▶ **Goals**
A) For each statement below, decide whether the passage on the Force Generator's viscous force supports it. Answer yes or no, and quote the words of the passage that settle it. (i) The mechanism behind the drop in force at higher shortening speed is well understood. (ii) Peak velocity is reached when the sum of forces equals zero. (iii) Under unconstrained conditions, the mass of the resistance matters.
B) From the passage on the Force Generator's viscous force, return the exact span starting with "Rather than using" and going on through "external resistance; i.e. force).".

▶ **Document passage**
________________

So far, the Force-Length and Force-Time characteristics assumed static conditions or $$v=0m/s$$. In plain English, we used isometric or static conditions by holding the Force Generator and probing it. But once the Force Generator starts moving, there is an additional component that is modeled with the viscous properties:

$F_{viscous} = k \times v$

In real-life, the faster the muscles (i.e. Force Generator) are shortening, the less force they can exert. The mechanism behind this is not really understood (pardon my ignorance if I am wrong), but it is hypothesized that it is due to the shortening of the time cross-bridges in the muscle cell have to perform the cycling. Another explanation might be an increase in the viscous forces inside the muscle, that resist movement. Anyway, this phenomenological characteristic (i.e. muscle or Force Generator decrease force production as velocity increases) can be modeled with the above equation. The higher the $$k$$ parameter, the bigger the resistance.

Let’s assume that the max force is 2700N and that $$k=675$$. In unconstrained conditions (hypothetical conditions where Force Generator has unlimited push-off distance, unlimited time, zero external load, and maximal force percentage) the max velocity is achieved when max force becomes equal to viscous force:

$F_{max} = F_{viscous}$

$2700 = k \times v$

$2700 = 675 \times v$

$v = \frac{2700}{675}$

$v = 4 (m/s)$

In other words:

$v_{max} = \frac{F_{max}}{k}$

Rather than using $$k$$ as a parameter (which is not very intuitive), we can use max velocity as a parameter of this Force Generator component. Max velocity and max force represent intrinsic characteristics of the Force Generator. Please note that the max velocity parameter represents maximal velocity Force Generator can achieve in the unconstrained environment (unlimited Push-off distance and no external resistance; i.e. force).

Using the vjsim::fgen_get_viscous_force function, we can get viscous or opposing force inside the Force Generator.

parameters <- expand.grid(
current_velocity = seq(0, 4.5, length.out = 1000),
max_force = c(2000, 2500, 3000),
max_velocity = c(2, 3, 4)
)

force_velocity <- parameters %>%
mutate(
force = vjsim::fgen_get_viscous_force(
current_velocity = current_velocity,
max_force = max_force,
max_velocity = max_velocity
),
max_velocity = factor(max_velocity),
max_force_label = factor(paste("Max Force = ", max_force))
)

ggplot(
force_velocity,
aes(
x = current_velocity,
y = force,
group = max_velocity,
color = max_velocity
)
) +
theme_cowplot(12) +
geom_hline(aes(yintercept = max_force), linetype = "dashed") +
geom_line() +
facet_wrap(~max_force_label) +
xlab("Velocity (m/s)") +
ylab("Viscous Force (N)") +
labs(color = "Max Velocity")

The above Figure represents intrinsic viscous force generated at particular velocities. Assuming unconstrained conditions, we are interested in estimating maximal velocity that can be achieved when the Force Generator faces some external resistance. Since we are assuming unconstrained conditions, the mass of the resistance is not important (due unlimited Push-off distance to accelerate), but only the facing external resisting force. The Force Generator faces two opposing forces then: external resistance force and viscous force (which is internal or intrinsic part of the Force Generator itself). Peak velocity is achieved when the sum of forces is equal to zero. I keep saying the sum of force, because $$F_{viscous}$$ and $$F_{external}$$ are in the opposite direction to $$F_{max}$$; thus, they have a negative sign.

________________

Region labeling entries
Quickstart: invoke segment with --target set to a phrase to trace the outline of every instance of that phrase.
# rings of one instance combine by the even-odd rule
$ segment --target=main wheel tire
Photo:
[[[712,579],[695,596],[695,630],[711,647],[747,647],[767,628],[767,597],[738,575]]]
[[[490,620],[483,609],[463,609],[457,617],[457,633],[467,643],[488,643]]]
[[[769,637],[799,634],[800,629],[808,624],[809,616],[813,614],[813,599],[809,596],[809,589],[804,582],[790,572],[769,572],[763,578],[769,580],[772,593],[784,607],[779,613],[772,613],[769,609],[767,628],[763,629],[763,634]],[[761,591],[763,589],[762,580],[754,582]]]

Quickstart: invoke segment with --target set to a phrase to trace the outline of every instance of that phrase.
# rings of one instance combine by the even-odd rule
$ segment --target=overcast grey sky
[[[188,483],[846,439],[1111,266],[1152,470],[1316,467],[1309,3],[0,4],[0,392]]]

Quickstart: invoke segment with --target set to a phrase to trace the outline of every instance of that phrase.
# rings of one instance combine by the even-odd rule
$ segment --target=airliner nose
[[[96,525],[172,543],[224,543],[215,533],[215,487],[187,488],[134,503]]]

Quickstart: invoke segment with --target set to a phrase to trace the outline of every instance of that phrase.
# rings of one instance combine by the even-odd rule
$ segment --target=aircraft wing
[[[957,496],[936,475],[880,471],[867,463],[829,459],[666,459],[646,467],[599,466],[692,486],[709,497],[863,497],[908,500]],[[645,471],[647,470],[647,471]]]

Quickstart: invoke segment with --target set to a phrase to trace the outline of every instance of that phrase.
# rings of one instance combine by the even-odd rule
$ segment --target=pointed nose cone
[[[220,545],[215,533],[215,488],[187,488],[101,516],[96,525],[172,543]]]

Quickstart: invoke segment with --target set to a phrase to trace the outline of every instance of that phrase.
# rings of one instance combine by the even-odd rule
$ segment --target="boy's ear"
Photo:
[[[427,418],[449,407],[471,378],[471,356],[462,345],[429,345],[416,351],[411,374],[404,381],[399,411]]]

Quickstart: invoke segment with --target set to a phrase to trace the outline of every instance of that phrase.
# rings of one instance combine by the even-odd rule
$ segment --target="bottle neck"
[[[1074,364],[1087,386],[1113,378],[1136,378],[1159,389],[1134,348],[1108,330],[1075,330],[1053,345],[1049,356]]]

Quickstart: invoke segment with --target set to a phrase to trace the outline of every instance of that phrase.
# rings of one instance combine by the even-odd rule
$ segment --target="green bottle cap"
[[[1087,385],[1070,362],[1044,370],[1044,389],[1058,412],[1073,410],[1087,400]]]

________________

▶ **Responses per task**
A)
(i) No: "The mechanism behind this is not really understood"
(ii) Yes: "Peak velocity is achieved when the sum of forces is equal to zero."
(iii) No: "the mass of the resistance is not important"

B)
Rather than using $$k$$ as a parameter (which is not very intuitive), we can use max velocity as a parameter of this Force Generator component. Max velocity and max force represent intrinsic characteristics of the Force Generator. Please note that the max velocity parameter represents maximal velocity Force Generator can achieve in the unconstrained environment (unlimited Push-off distance and no external resistance; i.e. force).